EXERCISE REQUIREMENTS:
Extract the records in full, leaving every picture out.

[A run of records]

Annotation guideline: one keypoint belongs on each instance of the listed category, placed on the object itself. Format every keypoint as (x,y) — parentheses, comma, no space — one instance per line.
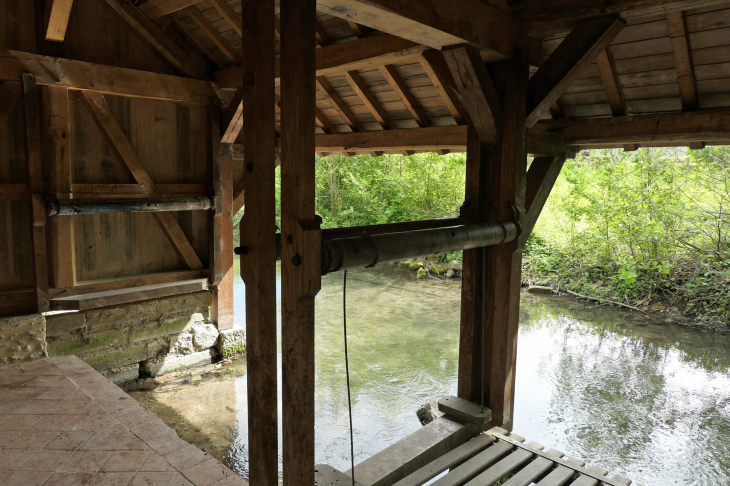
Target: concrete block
(168,364)
(123,376)
(204,336)
(232,342)
(22,338)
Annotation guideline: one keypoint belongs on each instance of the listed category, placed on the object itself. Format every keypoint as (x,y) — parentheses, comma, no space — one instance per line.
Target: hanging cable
(347,373)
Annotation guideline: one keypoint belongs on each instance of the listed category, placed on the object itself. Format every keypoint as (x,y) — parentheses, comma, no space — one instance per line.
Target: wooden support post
(504,263)
(57,130)
(31,121)
(258,264)
(300,262)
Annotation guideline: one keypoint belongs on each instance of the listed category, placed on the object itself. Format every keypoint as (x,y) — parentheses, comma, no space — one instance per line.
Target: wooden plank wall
(170,139)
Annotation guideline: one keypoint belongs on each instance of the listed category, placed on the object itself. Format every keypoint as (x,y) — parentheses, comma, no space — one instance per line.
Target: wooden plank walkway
(62,423)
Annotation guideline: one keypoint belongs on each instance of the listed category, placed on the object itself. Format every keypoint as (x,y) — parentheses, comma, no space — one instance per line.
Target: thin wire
(347,372)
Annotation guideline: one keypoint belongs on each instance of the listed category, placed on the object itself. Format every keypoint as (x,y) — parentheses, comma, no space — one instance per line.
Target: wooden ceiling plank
(612,83)
(339,106)
(478,93)
(438,71)
(157,8)
(567,62)
(228,14)
(692,126)
(169,51)
(363,54)
(206,52)
(124,150)
(56,19)
(437,24)
(400,88)
(369,99)
(214,34)
(679,35)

EXPECTED ANSWER:
Annotation guideline: one keypoint belongs on each instance of the listed category, placed on the object itself. Format every keypoint as (x,y) — parentheses, comma, no space — one instance per line.
Target: concrete block
(168,364)
(123,376)
(204,336)
(232,342)
(22,338)
Annotation guideline: one keypoint belongs on each instance of the listed category, placed on the object itself. Format every keypoint as (x,y) — parentheses, comma, no space — one instance per line.
Target: hanging cable
(347,373)
Annotation guideline: one keypoint belongs on each instance of the listed category, placed on the object itself. Format every keypoint as (x,y) — parentheses, comma, no space — one instance per line.
Target: wooden support post
(504,263)
(57,130)
(31,121)
(258,264)
(300,262)
Annotation guideline: one keypoint belongs on each instance of the listed category, placed on the object itself. Format every keypoint as (x,y) — parentheses, comma, no space — one instance per line.
Target: wooden plank wall
(170,139)
Annotation guideline: one keypoint belongs on each instance of the listed category, placed on the object itself. Format every keypoint as (x,y) — parentheses, comma, no space — one instance per line.
Target: wooden plank walkway
(62,423)
Annotation guideline: one keypoint belongs on each instance of the listed category, placed on the object itself. Format every keypoint as (x,y) — parentheses, comma, no space — one instance per line.
Target: thin wire
(347,372)
Annotation guideline: one keypoint belongs on each instance of the listed category, placed on the object itself. Format every keypoint as (x,y) — parentheses, comma, no space — one instance per line.
Target: wooden ceiling plank
(612,83)
(339,106)
(478,93)
(438,71)
(157,8)
(567,62)
(228,14)
(692,126)
(169,51)
(363,54)
(206,52)
(124,150)
(56,19)
(437,24)
(400,88)
(369,99)
(214,34)
(679,35)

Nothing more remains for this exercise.